## Problem to solve
Copy every entry exactly.

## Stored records
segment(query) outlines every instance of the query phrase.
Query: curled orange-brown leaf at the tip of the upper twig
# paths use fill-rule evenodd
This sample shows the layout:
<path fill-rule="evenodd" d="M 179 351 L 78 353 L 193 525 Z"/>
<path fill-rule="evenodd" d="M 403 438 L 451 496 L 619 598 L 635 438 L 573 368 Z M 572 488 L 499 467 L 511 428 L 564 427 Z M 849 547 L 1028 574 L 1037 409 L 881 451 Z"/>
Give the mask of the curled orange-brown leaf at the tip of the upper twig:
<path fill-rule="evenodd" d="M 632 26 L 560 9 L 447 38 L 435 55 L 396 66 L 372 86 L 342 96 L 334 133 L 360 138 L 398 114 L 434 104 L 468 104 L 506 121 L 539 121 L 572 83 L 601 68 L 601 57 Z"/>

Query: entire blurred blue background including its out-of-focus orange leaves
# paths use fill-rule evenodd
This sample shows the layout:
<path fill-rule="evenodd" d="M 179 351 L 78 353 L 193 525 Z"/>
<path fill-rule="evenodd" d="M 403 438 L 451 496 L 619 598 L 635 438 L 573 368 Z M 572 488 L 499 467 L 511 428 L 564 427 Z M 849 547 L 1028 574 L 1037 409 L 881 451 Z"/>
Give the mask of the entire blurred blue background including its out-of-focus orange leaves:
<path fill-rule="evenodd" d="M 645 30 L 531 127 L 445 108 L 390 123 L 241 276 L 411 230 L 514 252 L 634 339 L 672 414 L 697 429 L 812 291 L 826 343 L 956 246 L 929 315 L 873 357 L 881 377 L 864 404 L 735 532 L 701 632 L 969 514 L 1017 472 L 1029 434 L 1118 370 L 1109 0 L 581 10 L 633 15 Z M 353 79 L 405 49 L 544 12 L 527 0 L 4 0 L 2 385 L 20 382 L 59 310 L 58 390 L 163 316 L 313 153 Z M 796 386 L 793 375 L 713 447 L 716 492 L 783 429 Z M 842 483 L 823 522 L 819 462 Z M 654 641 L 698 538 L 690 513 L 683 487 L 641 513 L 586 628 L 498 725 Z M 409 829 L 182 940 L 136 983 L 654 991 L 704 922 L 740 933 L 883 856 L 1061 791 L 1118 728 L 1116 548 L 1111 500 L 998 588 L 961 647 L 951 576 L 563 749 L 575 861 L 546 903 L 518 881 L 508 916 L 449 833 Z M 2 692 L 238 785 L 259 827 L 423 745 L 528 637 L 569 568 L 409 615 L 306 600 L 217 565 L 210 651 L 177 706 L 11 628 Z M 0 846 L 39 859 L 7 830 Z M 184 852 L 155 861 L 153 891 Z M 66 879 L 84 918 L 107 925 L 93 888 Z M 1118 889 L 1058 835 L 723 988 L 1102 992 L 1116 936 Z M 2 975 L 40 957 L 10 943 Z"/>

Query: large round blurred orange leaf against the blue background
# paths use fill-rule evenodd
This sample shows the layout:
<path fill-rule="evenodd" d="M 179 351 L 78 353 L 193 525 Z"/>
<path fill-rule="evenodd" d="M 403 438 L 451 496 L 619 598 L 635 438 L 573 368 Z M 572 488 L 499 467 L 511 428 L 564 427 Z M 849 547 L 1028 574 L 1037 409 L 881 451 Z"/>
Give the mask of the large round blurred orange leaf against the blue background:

## Answer to this task
segment(query) outlines every instance of the query phrase.
Query: curled orange-brown leaf at the tip of the upper twig
# paths use fill-rule evenodd
This sample shows the layout:
<path fill-rule="evenodd" d="M 179 351 L 78 353 L 193 525 Z"/>
<path fill-rule="evenodd" d="M 403 438 L 451 496 L 619 598 L 635 438 L 573 368 Z M 572 488 L 499 467 L 511 428 L 564 427 Z M 849 547 L 1028 574 L 1037 409 L 881 451 Z"/>
Give the mask of the curled orange-brown leaf at the tip of the upper twig:
<path fill-rule="evenodd" d="M 632 26 L 560 9 L 447 38 L 435 55 L 396 66 L 372 86 L 342 96 L 334 133 L 360 138 L 398 114 L 434 104 L 468 104 L 506 121 L 539 121 L 572 83 L 601 68 L 601 57 Z"/>

Query: entire blurred blue background including its out-of-focus orange leaves
# paths use fill-rule evenodd
This sample shows the layout:
<path fill-rule="evenodd" d="M 179 351 L 78 353 L 193 525 Z"/>
<path fill-rule="evenodd" d="M 403 438 L 451 496 L 619 598 L 635 438 L 573 368 Z M 572 488 L 499 467 L 511 428 L 564 427 Z M 849 547 L 1028 574 L 1037 409 L 881 451 Z"/>
Give the mask of the entire blurred blue background including its out-of-focus orange leaves:
<path fill-rule="evenodd" d="M 645 30 L 531 127 L 445 108 L 390 123 L 241 276 L 411 230 L 514 252 L 634 339 L 672 414 L 697 429 L 812 291 L 826 343 L 956 246 L 929 315 L 873 357 L 881 377 L 864 404 L 735 532 L 701 632 L 969 514 L 1017 472 L 1029 434 L 1118 370 L 1109 0 L 581 10 L 633 15 Z M 353 79 L 405 49 L 544 12 L 527 0 L 4 0 L 2 385 L 20 382 L 59 310 L 58 390 L 163 316 L 313 153 Z M 796 386 L 793 375 L 713 447 L 716 492 L 783 429 Z M 842 483 L 823 522 L 819 462 Z M 654 641 L 698 538 L 690 513 L 683 487 L 641 513 L 586 628 L 498 725 Z M 409 829 L 182 940 L 136 983 L 654 991 L 704 922 L 740 933 L 883 856 L 1061 791 L 1118 728 L 1116 548 L 1111 500 L 998 588 L 961 647 L 951 576 L 563 749 L 575 861 L 546 903 L 518 881 L 508 916 L 449 833 Z M 2 692 L 238 785 L 259 827 L 423 745 L 528 637 L 569 568 L 409 615 L 306 600 L 217 565 L 210 651 L 177 706 L 11 628 Z M 0 846 L 39 859 L 7 830 Z M 184 852 L 155 861 L 153 891 Z M 66 879 L 84 918 L 107 925 L 93 888 Z M 1118 889 L 1058 835 L 723 988 L 1102 992 L 1116 936 Z M 2 975 L 40 957 L 10 943 Z"/>

Query: large round blurred orange leaf against the blue background
# paths use fill-rule evenodd
This sample shows the layout:
<path fill-rule="evenodd" d="M 179 351 L 78 353 L 193 525 Z"/>
<path fill-rule="evenodd" d="M 403 438 L 451 496 L 619 598 L 635 438 L 573 368 Z M 572 488 L 499 467 L 511 428 L 564 427 Z M 849 547 L 1028 574 L 1037 409 L 881 451 Z"/>
Give the mask of the large round blurred orange leaf against the blue background:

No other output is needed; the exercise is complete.